§ **INFORMATION SHOWN**
--------------------------------
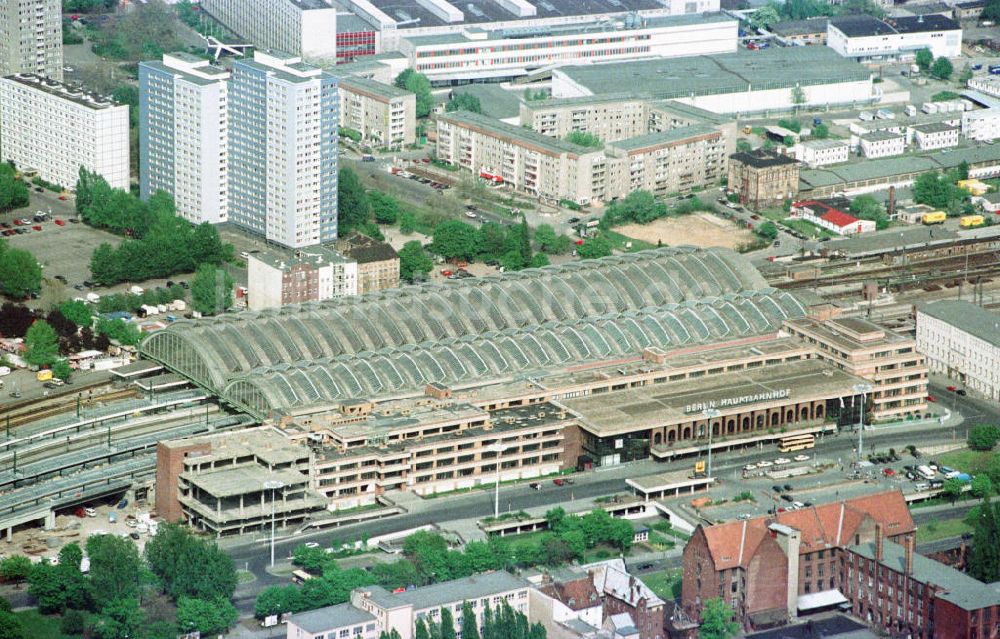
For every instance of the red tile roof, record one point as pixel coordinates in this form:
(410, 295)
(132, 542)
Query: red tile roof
(839, 218)
(825, 526)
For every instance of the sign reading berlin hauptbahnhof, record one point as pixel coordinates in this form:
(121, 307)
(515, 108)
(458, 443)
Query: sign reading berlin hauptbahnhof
(738, 401)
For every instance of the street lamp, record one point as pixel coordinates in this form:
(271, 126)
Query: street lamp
(273, 485)
(861, 389)
(497, 448)
(710, 414)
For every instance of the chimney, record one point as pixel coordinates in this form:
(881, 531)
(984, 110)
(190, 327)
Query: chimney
(908, 545)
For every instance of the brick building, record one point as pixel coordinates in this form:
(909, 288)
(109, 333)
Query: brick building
(378, 262)
(908, 595)
(770, 568)
(762, 178)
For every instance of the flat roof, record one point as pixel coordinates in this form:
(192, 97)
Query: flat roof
(664, 78)
(331, 617)
(485, 11)
(966, 316)
(859, 26)
(528, 137)
(68, 92)
(665, 138)
(646, 407)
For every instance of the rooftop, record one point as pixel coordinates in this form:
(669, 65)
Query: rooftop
(660, 139)
(70, 93)
(623, 411)
(484, 11)
(449, 592)
(331, 617)
(513, 133)
(959, 588)
(968, 317)
(761, 159)
(660, 78)
(857, 26)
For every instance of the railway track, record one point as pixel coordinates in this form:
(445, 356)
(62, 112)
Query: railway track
(43, 407)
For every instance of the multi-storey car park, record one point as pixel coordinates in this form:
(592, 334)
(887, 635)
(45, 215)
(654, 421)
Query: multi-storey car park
(442, 386)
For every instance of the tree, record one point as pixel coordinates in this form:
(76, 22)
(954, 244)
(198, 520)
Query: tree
(952, 489)
(454, 239)
(942, 69)
(764, 17)
(419, 84)
(353, 208)
(593, 248)
(384, 206)
(413, 260)
(15, 568)
(981, 486)
(115, 569)
(119, 619)
(924, 59)
(717, 620)
(984, 558)
(983, 437)
(447, 623)
(584, 138)
(211, 290)
(767, 230)
(214, 616)
(20, 273)
(42, 344)
(464, 102)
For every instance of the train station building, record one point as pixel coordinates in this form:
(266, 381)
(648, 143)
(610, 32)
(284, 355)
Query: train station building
(439, 387)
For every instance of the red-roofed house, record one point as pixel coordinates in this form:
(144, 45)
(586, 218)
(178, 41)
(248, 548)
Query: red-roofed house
(830, 218)
(769, 568)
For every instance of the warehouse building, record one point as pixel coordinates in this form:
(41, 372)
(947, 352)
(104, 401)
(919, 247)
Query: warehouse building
(55, 128)
(741, 82)
(383, 114)
(865, 38)
(962, 341)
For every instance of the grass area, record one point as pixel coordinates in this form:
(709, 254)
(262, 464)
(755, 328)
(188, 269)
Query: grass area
(666, 583)
(941, 529)
(966, 460)
(807, 229)
(619, 241)
(39, 626)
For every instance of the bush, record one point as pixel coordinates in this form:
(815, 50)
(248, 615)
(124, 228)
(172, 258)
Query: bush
(983, 437)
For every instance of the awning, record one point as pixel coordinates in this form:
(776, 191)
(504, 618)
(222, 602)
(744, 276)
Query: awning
(823, 599)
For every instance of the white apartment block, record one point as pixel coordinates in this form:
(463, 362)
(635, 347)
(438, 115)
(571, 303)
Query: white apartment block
(548, 168)
(55, 129)
(882, 144)
(822, 152)
(384, 114)
(982, 125)
(935, 135)
(183, 135)
(283, 117)
(668, 161)
(865, 38)
(961, 341)
(305, 28)
(310, 274)
(494, 52)
(31, 38)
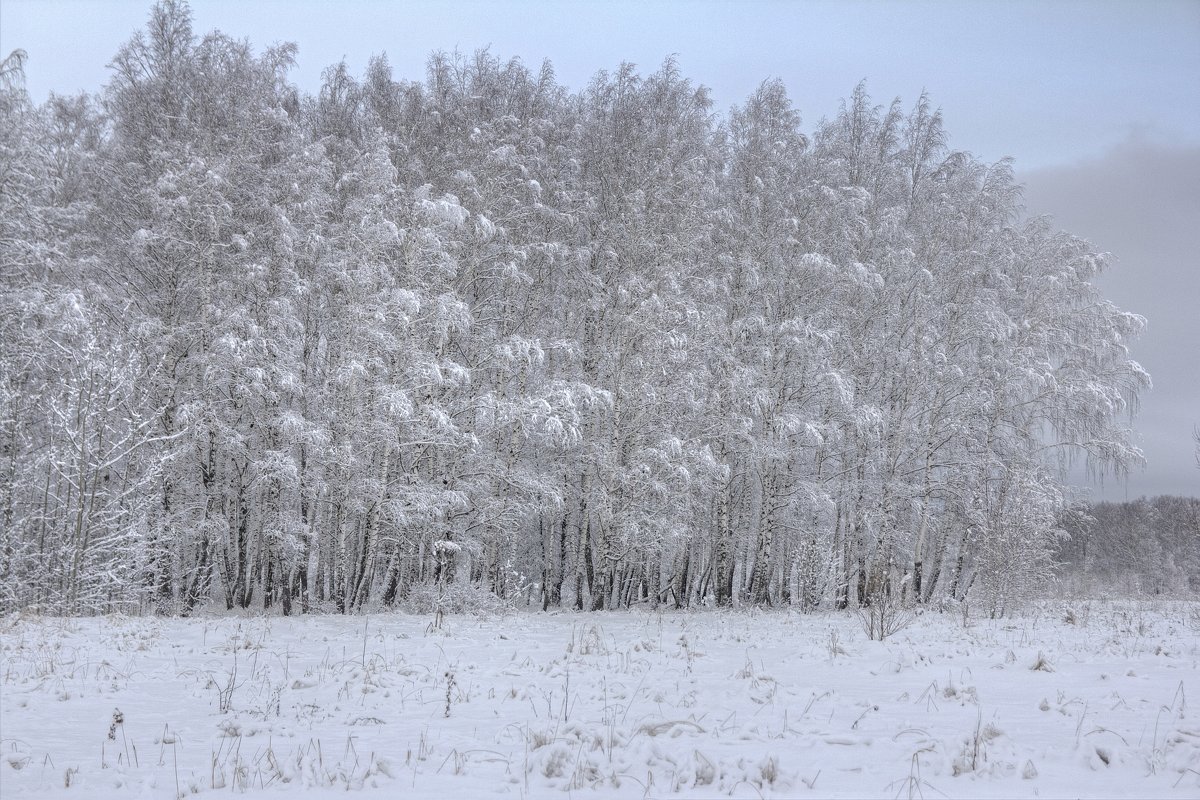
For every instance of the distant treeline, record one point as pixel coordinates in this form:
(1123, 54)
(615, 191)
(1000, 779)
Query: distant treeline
(1150, 546)
(483, 334)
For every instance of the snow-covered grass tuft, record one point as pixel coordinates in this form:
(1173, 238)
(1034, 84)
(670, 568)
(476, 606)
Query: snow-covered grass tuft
(1098, 702)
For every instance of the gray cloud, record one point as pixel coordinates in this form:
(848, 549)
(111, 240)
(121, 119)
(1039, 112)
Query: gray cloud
(1140, 202)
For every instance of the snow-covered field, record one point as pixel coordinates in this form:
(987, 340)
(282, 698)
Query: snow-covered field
(621, 704)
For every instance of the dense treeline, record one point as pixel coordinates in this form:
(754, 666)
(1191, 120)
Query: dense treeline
(1150, 546)
(591, 348)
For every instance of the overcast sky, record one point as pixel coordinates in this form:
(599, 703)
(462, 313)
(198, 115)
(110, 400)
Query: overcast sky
(1098, 103)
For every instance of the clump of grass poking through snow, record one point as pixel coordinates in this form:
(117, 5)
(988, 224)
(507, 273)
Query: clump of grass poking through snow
(1042, 663)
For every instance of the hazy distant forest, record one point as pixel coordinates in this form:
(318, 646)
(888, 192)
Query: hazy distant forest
(484, 336)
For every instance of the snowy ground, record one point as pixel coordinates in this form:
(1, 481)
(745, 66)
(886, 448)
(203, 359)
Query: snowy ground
(624, 704)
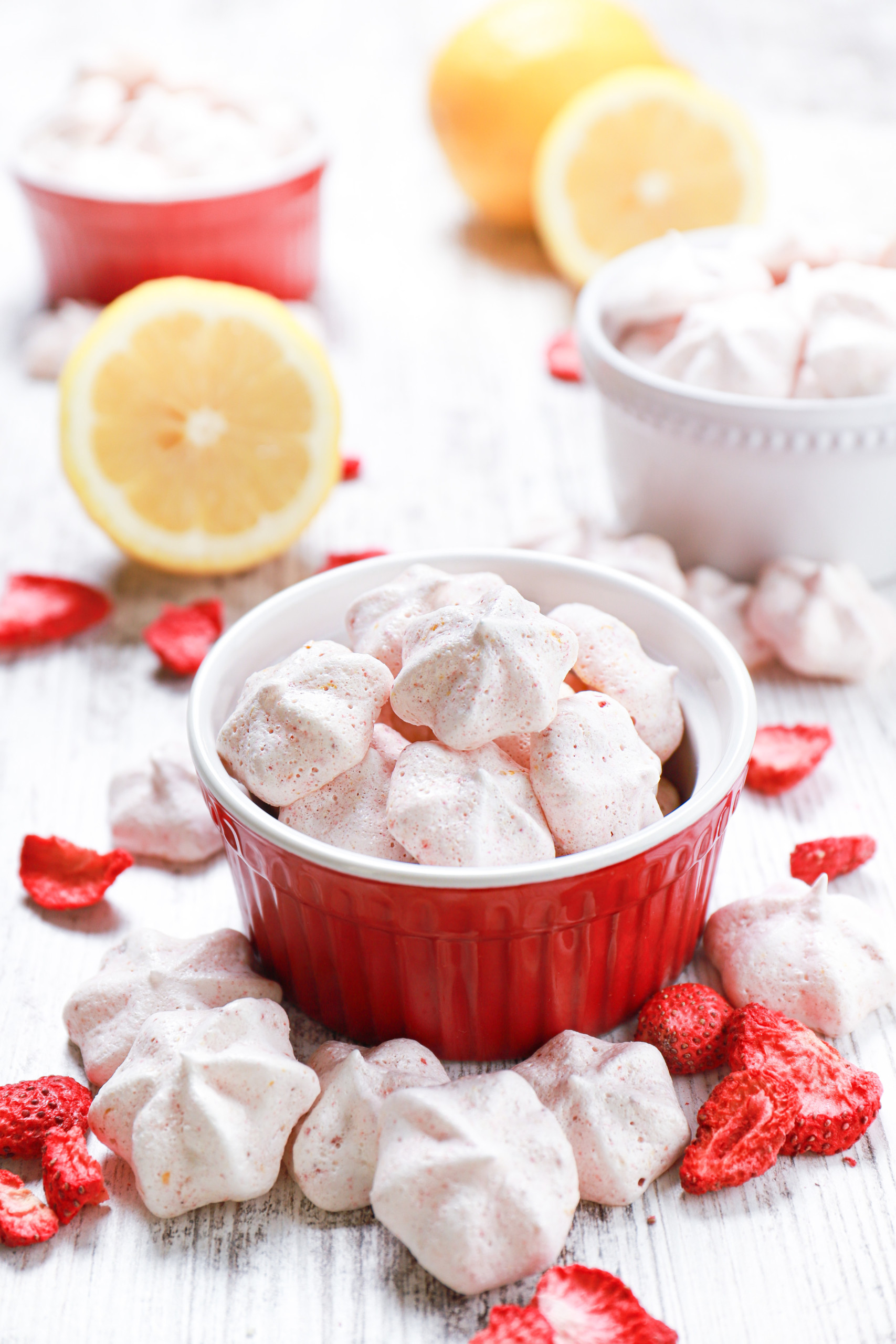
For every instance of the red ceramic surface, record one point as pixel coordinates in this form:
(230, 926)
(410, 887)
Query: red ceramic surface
(481, 963)
(475, 973)
(97, 249)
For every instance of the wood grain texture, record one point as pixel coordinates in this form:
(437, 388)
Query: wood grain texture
(437, 326)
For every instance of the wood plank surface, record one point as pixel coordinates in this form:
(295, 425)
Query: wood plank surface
(437, 326)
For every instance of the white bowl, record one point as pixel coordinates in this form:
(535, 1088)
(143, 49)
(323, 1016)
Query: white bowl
(735, 481)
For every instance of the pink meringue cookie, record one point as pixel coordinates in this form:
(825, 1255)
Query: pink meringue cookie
(823, 620)
(673, 276)
(594, 777)
(477, 1179)
(376, 620)
(304, 721)
(724, 603)
(152, 972)
(159, 812)
(745, 343)
(617, 1105)
(644, 555)
(465, 808)
(335, 1152)
(479, 673)
(813, 956)
(518, 743)
(612, 660)
(350, 812)
(203, 1105)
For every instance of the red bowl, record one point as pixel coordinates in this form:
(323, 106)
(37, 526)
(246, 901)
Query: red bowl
(263, 234)
(483, 963)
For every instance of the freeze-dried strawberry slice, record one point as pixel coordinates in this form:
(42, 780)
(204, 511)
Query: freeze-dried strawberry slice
(23, 1218)
(784, 756)
(338, 558)
(351, 468)
(71, 1178)
(563, 358)
(182, 636)
(39, 1107)
(741, 1131)
(516, 1326)
(38, 608)
(836, 1100)
(835, 855)
(592, 1307)
(61, 875)
(687, 1025)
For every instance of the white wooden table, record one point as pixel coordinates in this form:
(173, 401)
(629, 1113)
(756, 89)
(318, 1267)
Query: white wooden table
(437, 327)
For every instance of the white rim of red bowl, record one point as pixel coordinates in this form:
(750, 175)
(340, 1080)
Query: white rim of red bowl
(388, 872)
(308, 158)
(597, 346)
--------------------------------
§ **EXERCISE**
Leaving out every picture, transcribe exactly the lines from the line that contains "For every instance of the snowy" through the final line of the entries above.

§ **TASK SOLUTION**
For every instance of the snowy ground, record one point as pixel coordinates in this form:
(1, 481)
(745, 66)
(886, 448)
(203, 359)
Query: snowy ground
(624, 704)
For every instance of the red ceramic surface, record one point as pixel coordinates in this form:
(230, 926)
(410, 887)
Query: red ceramic surface
(481, 963)
(475, 973)
(97, 249)
For every instance of the wood grain texture, record one point as pixel coordinates in this form:
(437, 388)
Query: wood grain texture
(437, 326)
For every instance of the wood plank surface, record one point as pixel coordinates in this form:
(295, 425)
Query: wood plank surface
(437, 326)
For every instance of the white bowl, record one point as pixel coordinates in this form:
(535, 1088)
(143, 49)
(323, 1016)
Query: white bowl
(735, 481)
For every instance of the pink meringue cookie, record one point as pixel coordinates in this form:
(825, 1255)
Query: pink meringue cookie
(823, 620)
(673, 276)
(594, 777)
(477, 1179)
(376, 620)
(304, 721)
(724, 603)
(152, 972)
(159, 812)
(745, 343)
(617, 1105)
(644, 555)
(465, 808)
(335, 1152)
(479, 673)
(813, 956)
(518, 743)
(612, 660)
(350, 812)
(203, 1105)
For every instance of the red bowl, record one point as pixel coordinates in this form:
(323, 106)
(37, 526)
(246, 901)
Query: red bowl
(263, 234)
(483, 963)
For every instance of the freeze-dried strawberry slice, record one point as pixel coordinates in this form:
(42, 780)
(204, 511)
Query: freeze-dried strawberry slice
(23, 1218)
(784, 756)
(338, 558)
(351, 468)
(71, 1178)
(563, 358)
(182, 636)
(39, 1107)
(741, 1131)
(516, 1326)
(38, 608)
(836, 1100)
(835, 855)
(592, 1307)
(61, 875)
(687, 1025)
For every instance of the white wooden table, record one point as pixel coordinates in this form:
(173, 401)
(629, 1113)
(756, 89)
(318, 1267)
Query: white wooden table
(437, 327)
For every instance of the white rim of red bowl, record one point as pixel coordinates in this form:
(750, 175)
(340, 1080)
Query: white rim of red bowl
(388, 872)
(308, 158)
(597, 346)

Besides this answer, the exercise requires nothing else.